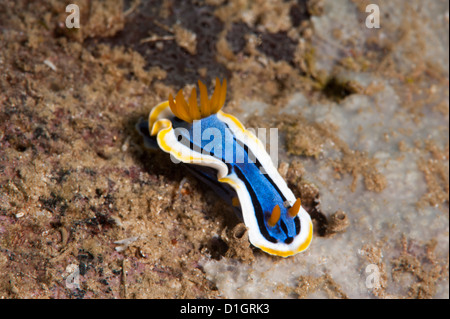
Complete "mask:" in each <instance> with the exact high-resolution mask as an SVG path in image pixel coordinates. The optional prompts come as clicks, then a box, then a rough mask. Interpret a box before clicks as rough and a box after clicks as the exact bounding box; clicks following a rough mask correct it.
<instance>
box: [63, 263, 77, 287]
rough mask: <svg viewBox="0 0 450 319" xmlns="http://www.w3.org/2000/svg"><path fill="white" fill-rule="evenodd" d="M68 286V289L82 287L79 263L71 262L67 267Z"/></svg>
mask: <svg viewBox="0 0 450 319" xmlns="http://www.w3.org/2000/svg"><path fill="white" fill-rule="evenodd" d="M66 273H68V276H67V277H66V288H68V289H71V290H73V289H80V268H79V267H78V265H77V264H70V265H68V266H67V267H66Z"/></svg>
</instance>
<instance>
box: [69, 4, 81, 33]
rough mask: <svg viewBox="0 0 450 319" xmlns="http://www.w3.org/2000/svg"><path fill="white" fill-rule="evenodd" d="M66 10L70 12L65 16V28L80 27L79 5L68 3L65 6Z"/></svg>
mask: <svg viewBox="0 0 450 319" xmlns="http://www.w3.org/2000/svg"><path fill="white" fill-rule="evenodd" d="M66 12H68V13H70V14H69V15H68V16H67V18H66V28H68V29H73V28H76V29H79V28H80V7H78V6H77V5H76V4H73V3H72V4H69V5H68V6H67V7H66Z"/></svg>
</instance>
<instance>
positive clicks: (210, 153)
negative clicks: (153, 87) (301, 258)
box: [139, 78, 313, 257]
mask: <svg viewBox="0 0 450 319" xmlns="http://www.w3.org/2000/svg"><path fill="white" fill-rule="evenodd" d="M198 88H199V93H198V95H197V90H196V89H195V88H194V89H192V91H191V94H190V96H189V98H188V100H187V101H186V99H185V97H184V95H183V92H182V91H181V90H180V91H179V92H178V93H177V95H176V96H175V99H174V98H173V96H172V95H169V100H168V101H166V102H163V103H160V104H158V105H157V106H156V107H154V108H153V109H152V111H151V112H150V115H149V120H148V125H149V134H147V135H145V136H144V138H153V139H155V137H156V142H157V145H158V146H159V148H160V149H161V150H163V151H164V152H166V153H170V154H171V156H172V158H175V159H176V160H178V161H181V162H183V163H185V164H188V167H189V168H190V169H191V170H192V171H193V172H195V174H196V175H197V177H198V178H200V179H201V180H203V181H204V182H205V183H206V184H207V185H210V186H211V187H212V189H214V190H215V191H216V193H217V194H219V196H222V197H223V198H224V199H225V200H226V201H228V202H229V203H230V205H232V207H234V208H235V211H236V212H237V214H238V216H239V217H240V218H242V220H243V221H244V223H245V225H246V227H247V229H248V238H249V241H250V242H251V243H252V244H253V245H254V246H256V247H258V248H260V249H261V250H263V251H265V252H267V253H269V254H273V255H277V256H282V257H288V256H292V255H294V254H296V253H298V252H301V251H304V250H305V249H307V248H308V246H309V245H310V243H311V240H312V234H313V224H312V222H311V218H310V216H309V214H308V213H307V212H306V210H305V209H304V208H303V207H302V206H301V200H300V199H296V197H295V195H294V194H293V192H292V191H291V190H290V189H289V187H288V185H287V184H286V182H285V181H284V180H283V178H282V177H281V176H280V174H279V173H278V170H277V169H276V167H275V166H274V164H273V162H272V160H271V158H270V156H269V154H268V153H267V152H266V149H265V145H264V144H263V143H262V142H261V141H260V140H259V139H258V138H257V137H256V136H255V135H254V134H253V133H251V132H250V131H249V130H246V129H245V127H244V126H243V125H242V124H241V122H239V120H238V119H237V118H235V117H234V116H232V115H230V114H227V113H224V112H223V111H221V108H222V107H223V105H224V103H225V98H226V89H227V82H226V80H223V82H222V84H221V83H220V80H219V79H217V78H216V82H215V88H214V92H213V94H212V95H211V99H209V98H208V92H207V89H206V86H205V84H203V83H202V82H201V81H198ZM197 97H199V99H198V100H197ZM196 120H198V121H196ZM139 127H141V128H142V125H140V126H139ZM211 138H212V139H211ZM148 144H150V143H148Z"/></svg>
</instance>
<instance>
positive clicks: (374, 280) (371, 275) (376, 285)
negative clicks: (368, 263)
mask: <svg viewBox="0 0 450 319" xmlns="http://www.w3.org/2000/svg"><path fill="white" fill-rule="evenodd" d="M366 275H367V276H366V288H368V289H378V288H381V284H380V268H378V266H377V265H375V264H369V265H367V267H366Z"/></svg>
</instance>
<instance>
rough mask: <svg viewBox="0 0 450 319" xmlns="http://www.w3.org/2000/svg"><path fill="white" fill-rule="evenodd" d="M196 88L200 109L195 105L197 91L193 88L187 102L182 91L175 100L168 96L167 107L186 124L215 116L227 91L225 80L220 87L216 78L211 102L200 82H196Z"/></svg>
mask: <svg viewBox="0 0 450 319" xmlns="http://www.w3.org/2000/svg"><path fill="white" fill-rule="evenodd" d="M198 87H199V90H200V107H199V106H198V104H197V90H196V89H195V88H193V89H192V92H191V95H190V97H189V99H188V102H186V100H185V98H184V95H183V91H182V90H179V91H178V93H177V95H176V97H175V100H174V99H173V96H172V95H171V94H169V106H170V109H171V110H172V113H173V114H174V115H175V116H176V117H178V118H179V119H181V120H183V121H185V122H187V123H192V122H193V121H194V120H201V119H203V118H206V117H208V116H210V115H213V114H216V113H217V112H219V111H220V109H221V108H222V106H223V105H224V103H225V98H226V91H227V80H226V79H224V80H223V84H222V85H221V84H220V80H219V79H218V78H216V86H215V88H214V92H213V94H212V96H211V100H209V99H208V90H207V89H206V85H205V84H203V82H202V81H200V80H199V81H198Z"/></svg>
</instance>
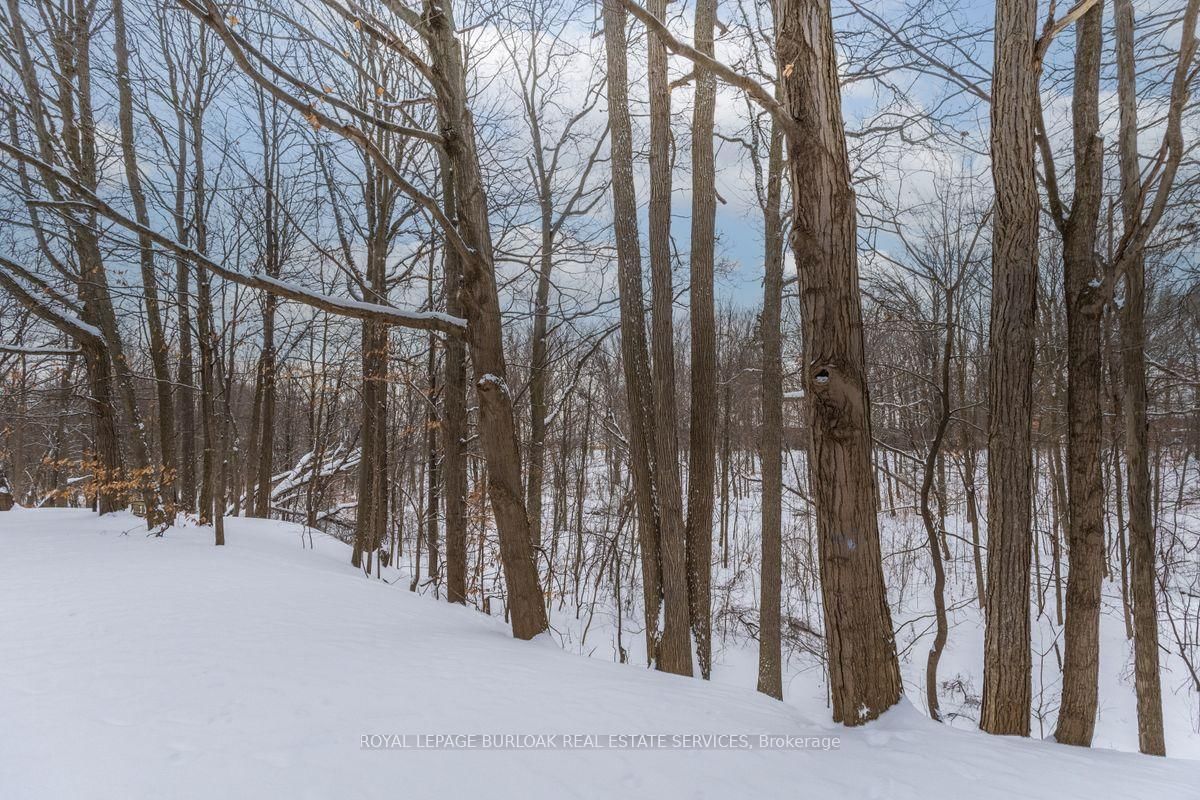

##############################

> _Activity_
Could you copy every line from the records that mentions the word "positive"?

> _Reply to the task_
positive clicks: (210, 153)
positive clicks: (374, 280) (371, 275) (376, 285)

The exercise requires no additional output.